Rewrite the records starting at the top and going through the line with "(311, 286), (375, 311)", with "black metal chair" changed to "dark metal chair" and every other part unchanged.

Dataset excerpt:
'''

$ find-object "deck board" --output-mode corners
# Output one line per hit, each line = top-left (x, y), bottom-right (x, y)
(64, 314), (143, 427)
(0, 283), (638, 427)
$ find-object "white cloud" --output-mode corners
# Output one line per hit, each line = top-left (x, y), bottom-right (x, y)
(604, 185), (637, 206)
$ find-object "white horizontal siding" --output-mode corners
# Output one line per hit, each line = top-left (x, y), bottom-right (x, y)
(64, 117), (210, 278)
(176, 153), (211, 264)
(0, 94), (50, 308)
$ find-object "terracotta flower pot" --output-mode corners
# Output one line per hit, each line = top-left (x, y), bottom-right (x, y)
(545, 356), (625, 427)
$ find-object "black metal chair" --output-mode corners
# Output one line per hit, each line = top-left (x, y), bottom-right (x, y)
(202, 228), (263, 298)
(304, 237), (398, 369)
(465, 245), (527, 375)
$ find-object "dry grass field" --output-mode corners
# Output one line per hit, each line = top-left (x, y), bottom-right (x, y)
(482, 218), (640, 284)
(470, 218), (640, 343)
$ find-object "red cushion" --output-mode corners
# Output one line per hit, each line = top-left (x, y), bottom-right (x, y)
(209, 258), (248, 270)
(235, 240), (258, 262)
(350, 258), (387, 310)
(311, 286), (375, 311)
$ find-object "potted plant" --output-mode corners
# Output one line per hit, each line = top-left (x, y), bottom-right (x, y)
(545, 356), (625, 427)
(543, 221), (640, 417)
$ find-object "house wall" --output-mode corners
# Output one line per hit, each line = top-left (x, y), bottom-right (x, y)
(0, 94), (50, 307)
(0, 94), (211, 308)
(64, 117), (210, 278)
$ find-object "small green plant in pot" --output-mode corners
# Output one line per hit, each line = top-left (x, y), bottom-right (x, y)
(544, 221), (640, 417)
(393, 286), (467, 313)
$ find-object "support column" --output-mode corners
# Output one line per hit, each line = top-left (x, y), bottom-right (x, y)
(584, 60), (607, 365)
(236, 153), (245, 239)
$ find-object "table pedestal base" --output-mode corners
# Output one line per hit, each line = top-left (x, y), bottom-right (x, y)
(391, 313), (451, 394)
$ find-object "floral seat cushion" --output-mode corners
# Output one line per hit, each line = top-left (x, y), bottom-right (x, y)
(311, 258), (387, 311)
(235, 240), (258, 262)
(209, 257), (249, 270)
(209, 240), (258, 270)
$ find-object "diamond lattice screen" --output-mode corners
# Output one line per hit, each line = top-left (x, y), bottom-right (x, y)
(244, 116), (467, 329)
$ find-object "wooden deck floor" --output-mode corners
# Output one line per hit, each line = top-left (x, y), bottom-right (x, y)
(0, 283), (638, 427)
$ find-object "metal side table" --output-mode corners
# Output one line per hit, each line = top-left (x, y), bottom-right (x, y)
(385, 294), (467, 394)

'''

▶ _Full solution_
$ find-object "deck board" --output-mode corners
# Output one line per hit, each line = top-left (x, y), bottom-right (x, y)
(64, 314), (143, 427)
(0, 283), (638, 427)
$ find-object "white cloud" --output-mode corners
# Output one line per hit, each line = top-left (x, y), bottom-right (x, y)
(604, 185), (637, 206)
$ find-object "white horizontal siding" --output-mode corners
# Output one line per hit, each line = top-left (x, y), bottom-right (x, y)
(64, 117), (210, 278)
(176, 153), (211, 264)
(0, 94), (50, 308)
$ find-object "terracotta flower pot" --output-mode corners
# Output one line per hit, each line = top-left (x, y), bottom-right (x, y)
(545, 356), (625, 427)
$ find-object "dark metal chair" --output-mode corners
# Output one line per hit, each line = top-left (x, y), bottom-right (x, y)
(202, 228), (263, 298)
(304, 237), (398, 369)
(465, 245), (527, 375)
$ find-object "dry grass field" --output-mode corners
# Output one line per hit, each line = top-left (x, y), bottom-right (x, y)
(482, 218), (640, 284)
(470, 218), (640, 343)
$ find-object "red cushion" --output-mode corners
# Output one line per hit, each line = top-left (x, y), bottom-right (x, y)
(209, 258), (248, 270)
(235, 240), (258, 262)
(350, 258), (387, 310)
(311, 286), (375, 311)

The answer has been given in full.